• **Brief**:
Please reproduce the full set of data below exactly.

Data excerpts
BEGIN

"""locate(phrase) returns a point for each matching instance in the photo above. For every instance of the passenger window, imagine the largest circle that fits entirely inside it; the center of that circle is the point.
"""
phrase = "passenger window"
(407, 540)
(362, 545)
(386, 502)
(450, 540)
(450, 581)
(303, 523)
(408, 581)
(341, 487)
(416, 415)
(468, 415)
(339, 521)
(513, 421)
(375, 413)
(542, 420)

END

• **Solution**:
"""locate(phrase) returns a point for each matching instance in the photo above. For every instance of the passenger window, imagine the largest circle that fits entirely inside it; the center of that circle is the point.
"""
phrase = "passenger window"
(407, 540)
(362, 545)
(386, 502)
(450, 540)
(450, 581)
(303, 523)
(408, 581)
(341, 487)
(416, 415)
(468, 415)
(339, 521)
(513, 421)
(375, 413)
(542, 420)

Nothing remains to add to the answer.